▸ Text under study
Jim’s encounters had not consisted of emotional adultery until he became romantically involved with employee Mary Ann Cleary of whom he pronounced ‘lovely.’ Smitten, Jim and his lover celebrated his fiftieth birthday with a yacht cruise in Sardinia and later a romantic Parisian and London interlude. Mary Ann introduced him to his first nude beach in Palm Beach. However, eventually she began to chafe over the fact he never went public with their relationship, and her promotion in the company may have been Jim’s method of compensation. The truce was shattered when Jim brought the star of Mermaid- actress Daryl Hannah to one of his opulent masked balls where they were costumed as Beauty and the Beast-the latter costume finally something mistress and wife could agree upon. Gossips speculated there might be a mermaid Muppet in the future, but nothing came of their shared evening. Infuriated, Mary Ann broke up but they later reconciled, continuing an off again on again relationship of two years duration. It eventually ended when Jim refused to consider remarriage; Jane was the only possible Mrs. Henson. Although legally no longer a couple, neither was ever ready to cut their emotional umbilical cord. Jane said of the break-up of the father and mother of the Muppets, “He just sort of grown on to another stage. It seemed like we were always kind of married, but not really. Still together, in a different way.”
The year 1990 was tense as Jim was in the throes of selling his production company to Disney in a $150 million dollar deal. It was during this time he also fell ill, a foreign condition to a man who had always enjoyed lifelong health. He had joked about growing old and turning an island into an Old Puppeteer’s Home. Jane, who had been informed by daughter Cheryl he was ill, came to visit, bringing along a pot of chicken soup. She was alarmed at his appearance but Jim reassured her and asked her to stay.

▸ Provided information
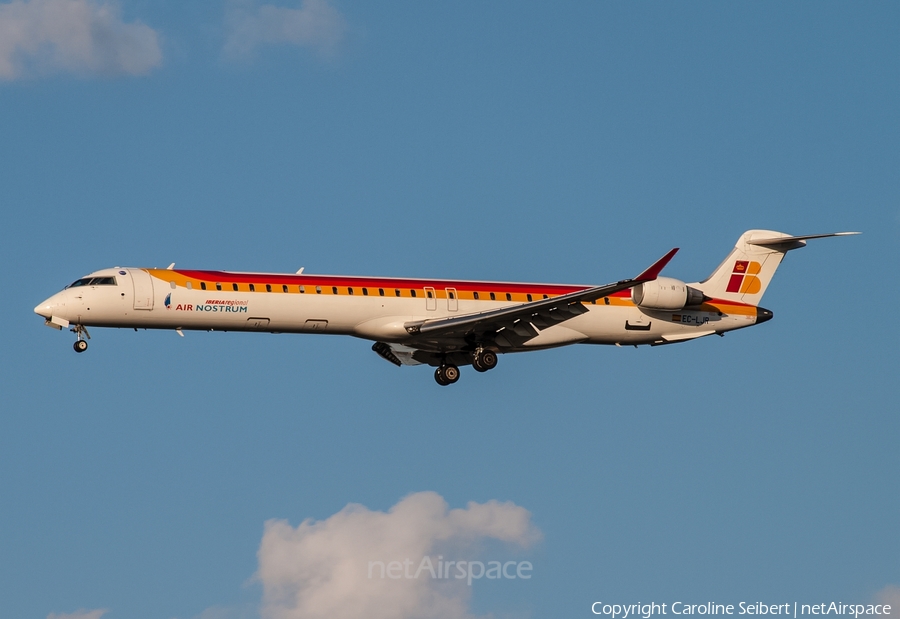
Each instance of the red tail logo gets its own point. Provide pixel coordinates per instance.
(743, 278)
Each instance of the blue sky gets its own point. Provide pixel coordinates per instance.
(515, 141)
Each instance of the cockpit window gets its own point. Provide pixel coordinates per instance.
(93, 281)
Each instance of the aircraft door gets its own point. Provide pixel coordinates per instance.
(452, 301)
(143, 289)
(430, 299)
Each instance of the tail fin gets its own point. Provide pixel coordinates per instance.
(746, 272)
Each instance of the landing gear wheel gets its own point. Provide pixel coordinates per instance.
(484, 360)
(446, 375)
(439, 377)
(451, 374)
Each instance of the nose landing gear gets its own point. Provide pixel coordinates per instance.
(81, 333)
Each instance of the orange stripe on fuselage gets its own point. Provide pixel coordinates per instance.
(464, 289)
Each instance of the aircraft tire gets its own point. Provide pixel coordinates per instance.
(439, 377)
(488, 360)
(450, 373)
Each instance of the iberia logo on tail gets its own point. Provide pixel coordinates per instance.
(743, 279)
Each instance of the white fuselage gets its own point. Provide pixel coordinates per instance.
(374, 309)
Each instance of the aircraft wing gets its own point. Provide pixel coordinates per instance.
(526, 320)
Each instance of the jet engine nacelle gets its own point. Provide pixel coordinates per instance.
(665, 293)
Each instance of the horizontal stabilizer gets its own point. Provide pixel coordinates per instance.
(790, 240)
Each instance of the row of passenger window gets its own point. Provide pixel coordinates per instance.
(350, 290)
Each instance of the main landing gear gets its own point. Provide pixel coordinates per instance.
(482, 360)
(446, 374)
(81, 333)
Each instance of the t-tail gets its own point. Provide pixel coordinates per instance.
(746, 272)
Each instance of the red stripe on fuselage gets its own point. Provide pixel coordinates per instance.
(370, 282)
---
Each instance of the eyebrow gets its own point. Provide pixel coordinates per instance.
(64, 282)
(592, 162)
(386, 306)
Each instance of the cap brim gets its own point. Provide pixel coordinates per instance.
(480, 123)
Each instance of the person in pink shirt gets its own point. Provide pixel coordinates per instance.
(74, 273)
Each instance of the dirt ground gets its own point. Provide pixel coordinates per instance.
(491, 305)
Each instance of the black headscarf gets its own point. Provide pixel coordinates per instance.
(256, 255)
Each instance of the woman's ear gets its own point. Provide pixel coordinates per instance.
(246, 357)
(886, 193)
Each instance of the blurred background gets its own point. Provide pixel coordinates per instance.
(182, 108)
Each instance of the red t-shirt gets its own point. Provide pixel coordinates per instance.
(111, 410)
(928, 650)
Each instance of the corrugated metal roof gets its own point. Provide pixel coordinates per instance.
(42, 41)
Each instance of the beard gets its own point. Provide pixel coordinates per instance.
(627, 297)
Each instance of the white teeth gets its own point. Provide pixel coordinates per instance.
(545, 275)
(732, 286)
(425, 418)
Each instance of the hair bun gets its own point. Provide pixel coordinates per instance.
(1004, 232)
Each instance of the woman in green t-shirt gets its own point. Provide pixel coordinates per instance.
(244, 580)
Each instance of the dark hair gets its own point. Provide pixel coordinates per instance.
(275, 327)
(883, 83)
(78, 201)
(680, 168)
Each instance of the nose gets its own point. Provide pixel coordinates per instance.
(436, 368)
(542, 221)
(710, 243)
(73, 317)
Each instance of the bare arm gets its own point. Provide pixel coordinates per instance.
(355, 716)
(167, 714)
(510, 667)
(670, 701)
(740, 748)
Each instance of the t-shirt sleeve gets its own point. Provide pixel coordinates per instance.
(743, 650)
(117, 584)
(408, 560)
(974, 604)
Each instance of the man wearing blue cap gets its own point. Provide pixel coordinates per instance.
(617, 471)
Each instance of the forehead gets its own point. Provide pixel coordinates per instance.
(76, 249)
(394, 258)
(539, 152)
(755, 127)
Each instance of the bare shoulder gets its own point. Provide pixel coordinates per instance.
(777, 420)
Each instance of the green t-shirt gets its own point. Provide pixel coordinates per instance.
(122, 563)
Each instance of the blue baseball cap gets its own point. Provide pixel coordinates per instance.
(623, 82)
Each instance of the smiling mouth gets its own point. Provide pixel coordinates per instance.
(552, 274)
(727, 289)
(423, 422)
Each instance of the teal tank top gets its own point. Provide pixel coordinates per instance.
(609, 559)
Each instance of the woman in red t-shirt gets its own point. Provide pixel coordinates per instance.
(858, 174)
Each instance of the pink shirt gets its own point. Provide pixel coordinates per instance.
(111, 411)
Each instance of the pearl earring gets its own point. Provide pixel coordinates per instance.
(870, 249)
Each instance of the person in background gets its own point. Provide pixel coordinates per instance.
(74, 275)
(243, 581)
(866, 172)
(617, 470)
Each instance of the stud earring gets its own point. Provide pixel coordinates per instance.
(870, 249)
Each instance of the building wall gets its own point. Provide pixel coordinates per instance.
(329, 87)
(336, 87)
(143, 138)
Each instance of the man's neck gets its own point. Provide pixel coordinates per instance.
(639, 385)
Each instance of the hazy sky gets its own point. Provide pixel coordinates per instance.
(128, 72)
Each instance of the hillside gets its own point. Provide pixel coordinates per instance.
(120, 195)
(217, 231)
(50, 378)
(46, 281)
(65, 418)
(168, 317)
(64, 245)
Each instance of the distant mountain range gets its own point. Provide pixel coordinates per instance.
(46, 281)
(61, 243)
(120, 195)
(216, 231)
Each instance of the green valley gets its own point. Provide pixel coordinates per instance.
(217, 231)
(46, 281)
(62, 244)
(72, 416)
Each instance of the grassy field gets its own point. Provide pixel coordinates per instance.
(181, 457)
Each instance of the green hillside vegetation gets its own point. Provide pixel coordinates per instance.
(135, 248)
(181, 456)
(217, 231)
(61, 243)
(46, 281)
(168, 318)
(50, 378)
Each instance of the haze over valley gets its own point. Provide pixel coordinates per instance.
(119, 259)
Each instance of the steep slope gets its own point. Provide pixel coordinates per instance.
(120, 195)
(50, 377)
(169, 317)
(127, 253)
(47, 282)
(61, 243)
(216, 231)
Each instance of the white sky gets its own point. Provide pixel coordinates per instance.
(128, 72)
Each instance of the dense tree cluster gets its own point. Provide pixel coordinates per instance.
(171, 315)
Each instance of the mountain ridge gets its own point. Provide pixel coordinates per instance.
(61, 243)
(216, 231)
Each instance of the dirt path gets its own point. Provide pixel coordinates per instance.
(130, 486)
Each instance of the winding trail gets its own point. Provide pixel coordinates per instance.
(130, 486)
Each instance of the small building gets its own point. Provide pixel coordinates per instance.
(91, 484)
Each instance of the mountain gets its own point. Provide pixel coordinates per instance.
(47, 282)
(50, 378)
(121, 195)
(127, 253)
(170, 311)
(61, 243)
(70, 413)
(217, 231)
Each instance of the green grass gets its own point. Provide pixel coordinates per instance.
--
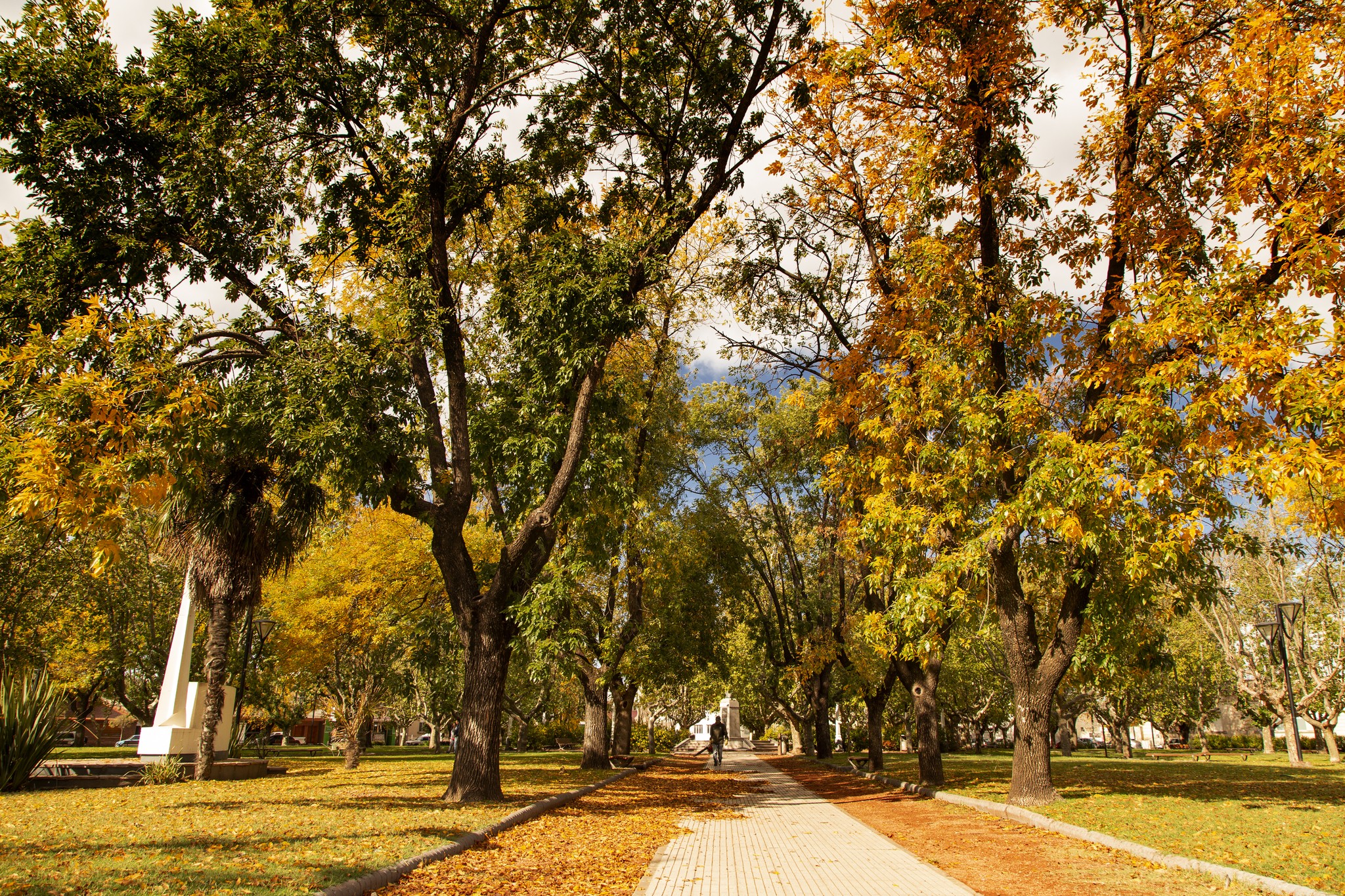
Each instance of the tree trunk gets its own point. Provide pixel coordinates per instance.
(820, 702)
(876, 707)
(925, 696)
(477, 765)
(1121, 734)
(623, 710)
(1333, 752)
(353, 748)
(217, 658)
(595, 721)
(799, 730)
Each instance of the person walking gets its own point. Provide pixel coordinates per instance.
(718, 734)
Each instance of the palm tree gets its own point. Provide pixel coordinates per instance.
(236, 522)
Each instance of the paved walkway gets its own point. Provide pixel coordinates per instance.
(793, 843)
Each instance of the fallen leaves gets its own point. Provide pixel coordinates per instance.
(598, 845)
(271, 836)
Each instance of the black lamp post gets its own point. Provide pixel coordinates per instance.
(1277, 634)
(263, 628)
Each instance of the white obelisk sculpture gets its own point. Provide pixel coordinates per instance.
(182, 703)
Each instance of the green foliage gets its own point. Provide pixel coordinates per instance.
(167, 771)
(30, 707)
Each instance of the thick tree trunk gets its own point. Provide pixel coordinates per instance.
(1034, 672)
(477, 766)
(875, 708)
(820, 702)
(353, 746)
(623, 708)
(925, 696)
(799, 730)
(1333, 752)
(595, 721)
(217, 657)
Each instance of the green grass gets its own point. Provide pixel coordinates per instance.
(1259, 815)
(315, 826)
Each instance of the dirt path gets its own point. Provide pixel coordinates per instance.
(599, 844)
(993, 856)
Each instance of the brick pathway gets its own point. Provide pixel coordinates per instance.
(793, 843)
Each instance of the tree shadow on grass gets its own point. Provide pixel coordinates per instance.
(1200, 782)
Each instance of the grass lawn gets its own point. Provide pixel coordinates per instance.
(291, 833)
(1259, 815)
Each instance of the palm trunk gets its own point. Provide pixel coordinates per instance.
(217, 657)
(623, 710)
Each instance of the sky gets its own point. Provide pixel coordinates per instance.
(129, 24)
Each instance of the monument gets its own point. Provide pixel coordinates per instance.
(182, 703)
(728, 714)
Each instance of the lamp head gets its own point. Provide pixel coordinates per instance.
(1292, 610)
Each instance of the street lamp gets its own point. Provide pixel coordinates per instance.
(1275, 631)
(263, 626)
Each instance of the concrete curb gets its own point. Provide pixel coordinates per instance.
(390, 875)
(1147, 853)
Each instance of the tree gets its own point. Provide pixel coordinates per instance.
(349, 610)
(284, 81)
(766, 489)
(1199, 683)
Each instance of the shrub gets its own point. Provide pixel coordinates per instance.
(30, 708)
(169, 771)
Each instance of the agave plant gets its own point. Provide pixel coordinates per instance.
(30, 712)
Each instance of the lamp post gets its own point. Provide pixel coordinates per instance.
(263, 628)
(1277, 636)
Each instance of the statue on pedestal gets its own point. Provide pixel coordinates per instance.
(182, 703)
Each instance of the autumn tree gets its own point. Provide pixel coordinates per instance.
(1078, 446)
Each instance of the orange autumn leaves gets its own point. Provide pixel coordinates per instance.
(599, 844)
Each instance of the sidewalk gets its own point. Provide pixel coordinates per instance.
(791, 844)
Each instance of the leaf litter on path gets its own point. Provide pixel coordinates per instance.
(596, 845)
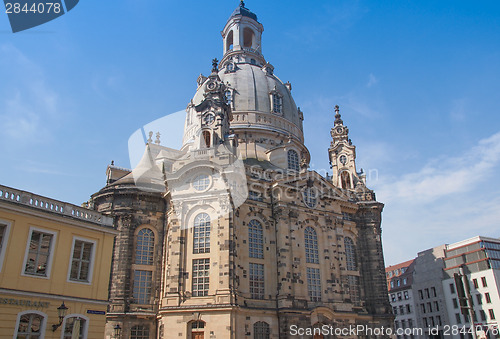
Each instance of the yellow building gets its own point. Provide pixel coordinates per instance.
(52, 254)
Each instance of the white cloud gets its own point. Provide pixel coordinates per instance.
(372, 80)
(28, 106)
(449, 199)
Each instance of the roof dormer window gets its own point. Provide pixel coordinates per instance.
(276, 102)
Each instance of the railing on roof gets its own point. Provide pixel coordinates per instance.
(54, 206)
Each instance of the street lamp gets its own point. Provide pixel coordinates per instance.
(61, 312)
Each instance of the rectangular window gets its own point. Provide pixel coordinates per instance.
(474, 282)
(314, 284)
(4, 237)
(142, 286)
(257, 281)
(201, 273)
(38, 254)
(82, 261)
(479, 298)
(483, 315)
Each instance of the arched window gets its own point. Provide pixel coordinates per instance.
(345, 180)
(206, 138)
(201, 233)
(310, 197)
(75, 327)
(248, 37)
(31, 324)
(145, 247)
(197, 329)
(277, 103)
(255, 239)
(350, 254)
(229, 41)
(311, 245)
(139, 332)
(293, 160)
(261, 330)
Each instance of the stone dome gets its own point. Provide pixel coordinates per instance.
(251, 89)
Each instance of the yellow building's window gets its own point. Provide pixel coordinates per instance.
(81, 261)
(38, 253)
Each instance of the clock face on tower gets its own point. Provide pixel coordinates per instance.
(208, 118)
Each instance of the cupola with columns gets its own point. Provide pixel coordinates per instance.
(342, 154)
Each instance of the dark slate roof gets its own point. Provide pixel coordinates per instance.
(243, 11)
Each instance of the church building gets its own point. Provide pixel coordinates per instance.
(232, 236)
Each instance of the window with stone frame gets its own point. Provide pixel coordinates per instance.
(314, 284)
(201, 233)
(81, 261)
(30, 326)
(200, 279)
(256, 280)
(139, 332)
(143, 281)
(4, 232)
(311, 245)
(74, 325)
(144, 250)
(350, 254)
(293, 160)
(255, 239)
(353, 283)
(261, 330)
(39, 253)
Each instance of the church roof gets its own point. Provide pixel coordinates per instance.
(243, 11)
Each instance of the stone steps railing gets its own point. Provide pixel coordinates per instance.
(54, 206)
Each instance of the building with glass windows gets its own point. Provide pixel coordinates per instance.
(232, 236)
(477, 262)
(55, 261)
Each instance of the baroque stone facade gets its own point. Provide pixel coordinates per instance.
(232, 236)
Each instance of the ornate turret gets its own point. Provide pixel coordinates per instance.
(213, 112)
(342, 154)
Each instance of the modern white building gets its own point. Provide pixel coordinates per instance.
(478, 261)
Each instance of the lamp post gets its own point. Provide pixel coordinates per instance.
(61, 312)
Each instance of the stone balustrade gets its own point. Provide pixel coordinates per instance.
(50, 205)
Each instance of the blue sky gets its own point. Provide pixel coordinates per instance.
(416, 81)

▸ Assignment
In the passage on Jim Henson's personal life, why did his off-and-on relationship with Mary Ann Cleary finally end? Answer in one to three sentences.

▸ Answer box
It ended because Jim refused to consider remarriage. In his view, Jane was the only possible Mrs. Henson.